→ **Record extracts**:

★ ★ ★ ★

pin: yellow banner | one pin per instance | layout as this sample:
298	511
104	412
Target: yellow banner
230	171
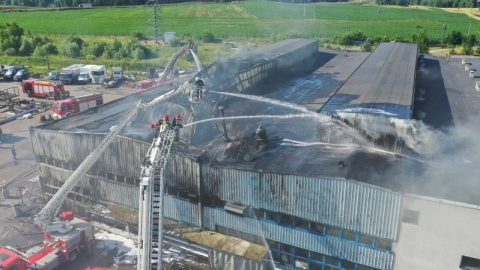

★ ★ ★ ★

Give the lines above as a numbered list, skipping blank lines and leaving out the pictures.

→ **Result of the task**:
1. pin: yellow banner | one pin per instance | layout as this sample:
2. 298	511
3. 104	412
4. Target: yellow banner
5. 230	171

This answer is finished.